>> BEGIN TEXT SEGMENT
On the other hand, the defence raised in relation to the home loan is of a different character. Notably, it is not suggested in paragraphs 3A-3C that Mrs Wehbeh was a volunteer or that she retained no benefit from the transaction. Her defence under these paragraphs is fashioned on the principles derived from cases such as Blomley v Ryan[33], Commercial Bank of Australia Ltd v Amadio[34], and Bridgewater v Leahy[35]. Such a defence focuses on the conduct of the person seeking to enforce the bargain. It looks to see if that person has made unconscientious use of a superior position to the detriment of another who suffers from a special disability or is in a special situation of disadvantage. The bargain often is, but need not necessarily be, one in which there is inadequate consideration moving from the stronger party.
[33](1956) 99 CLR 362.
[34](1983) 151 CLR 447 (‘Amadio’).
[35](1998) 194 CLR 457.
The distinction between the two defences – which may in particular circumstances overlap – was described by Mason J in Amadio in these terms:
Historically, courts have exercised jurisdiction to set aside contracts and other dealings on a variety of equitable grounds. They include fraud, misrepresentation, breach of fiduciary duty, undue influence and unconscionable conduct. In one sense they all constitute species of unconscionable conduct on the part of a party who stands to receive a benefit under a transaction which, in the eye of equity, cannot be enforced because to do so would be inconsistent with equity and good conscience. But relief on the ground of "unconscionable conduct" is usually taken to refer to the class of case in which a party makes unconscientious use of his superior position or bargaining power to the detriment of a party who suffers from some special disability or is placed in some special situation of disadvantage, e.g., a catching bargain with an expectant heir or an unfair contract made by taking advantage of a person who is seriously affected by intoxicating drink. Although unconscionable conduct in this narrow sense bears some resemblance to the doctrine of undue influence, there is a difference between the two. In the latter the will of the innocent party is not independent and voluntary because it is overborne. In the former the will of the innocent party, even if independent and voluntary, is the result of the disadvantageous position in which he is placed and of the other party unconscientiously taking advantage of that position.[36]
[36]Amadio (1983) 151 CLR 447, 461.
>> END TEXT SEGMENT
*EXERCISE AIM*. Can you reproduce the excerpt on unconscionable conduct word for word, from "On the other" to "the stronger party."? The entries have nothing to do with the excerpt on unconscionable conduct.
>> BEGIN RECORDS SHOWN
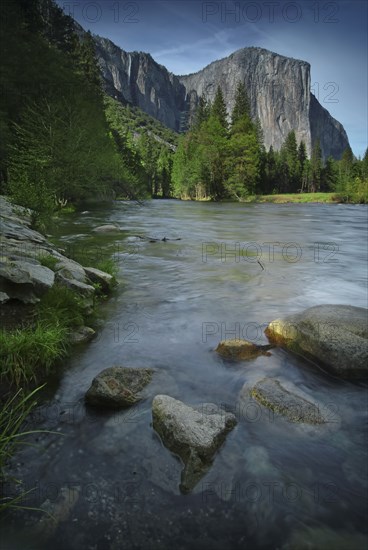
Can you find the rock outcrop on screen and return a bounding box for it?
[86,367,153,408]
[152,395,236,493]
[94,36,186,130]
[94,36,349,158]
[265,305,368,378]
[0,197,114,305]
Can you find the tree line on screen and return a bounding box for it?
[0,0,175,224]
[172,82,368,206]
[0,0,368,218]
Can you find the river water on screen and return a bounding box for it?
[0,201,368,550]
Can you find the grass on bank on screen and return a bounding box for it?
[0,285,90,387]
[252,193,338,204]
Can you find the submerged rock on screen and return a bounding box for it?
[281,526,367,550]
[152,395,236,493]
[215,340,274,360]
[70,327,96,344]
[265,305,368,378]
[244,378,327,424]
[84,267,114,292]
[86,367,154,408]
[92,223,120,233]
[0,292,10,304]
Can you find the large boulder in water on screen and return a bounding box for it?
[86,367,153,408]
[265,305,368,378]
[152,395,236,493]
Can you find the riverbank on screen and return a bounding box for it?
[0,197,115,395]
[0,197,116,510]
[250,193,340,204]
[168,193,368,204]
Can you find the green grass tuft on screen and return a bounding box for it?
[37,284,85,328]
[0,321,68,386]
[96,258,119,278]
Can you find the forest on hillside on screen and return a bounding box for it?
[0,0,368,225]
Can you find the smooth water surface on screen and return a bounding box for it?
[2,201,368,550]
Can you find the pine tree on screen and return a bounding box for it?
[310,139,322,193]
[211,86,228,131]
[192,96,211,131]
[282,130,300,193]
[231,82,252,127]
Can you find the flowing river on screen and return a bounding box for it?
[0,201,368,550]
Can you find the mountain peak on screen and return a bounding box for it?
[94,36,349,158]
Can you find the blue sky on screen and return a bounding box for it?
[57,0,368,156]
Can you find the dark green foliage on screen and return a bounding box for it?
[105,96,177,198]
[0,0,162,218]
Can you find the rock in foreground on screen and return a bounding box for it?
[152,395,236,493]
[265,305,368,378]
[86,367,153,408]
[216,340,273,361]
[250,378,326,424]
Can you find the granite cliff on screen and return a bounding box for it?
[94,36,349,158]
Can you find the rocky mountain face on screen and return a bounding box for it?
[94,36,349,158]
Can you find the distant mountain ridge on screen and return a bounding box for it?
[93,36,349,158]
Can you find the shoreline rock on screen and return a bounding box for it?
[265,305,368,378]
[85,367,154,409]
[215,340,274,361]
[0,196,115,304]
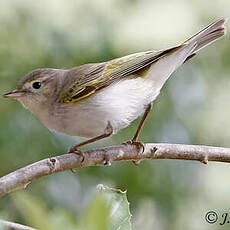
>> END RECORDS SHOWN
*THE COMPLETED TASK*.
On the other hand, the defence raised in relation to the home loan is of a different character. Notably, it is not suggested in paragraphs 3A-3C that Mrs Wehbeh was a volunteer or that she retained no benefit from the transaction. Her defence under these paragraphs is fashioned on the principles derived from cases such as Blomley v Ryan[33], Commercial Bank of Australia Ltd v Amadio[34], and Bridgewater v Leahy[35]. Such a defence focuses on the conduct of the person seeking to enforce the bargain. It looks to see if that person has made unconscientious use of a superior position to the detriment of another who suffers from a special disability or is in a special situation of disadvantage. The bargain often is, but need not necessarily be, one in which there is inadequate consideration moving from the stronger party.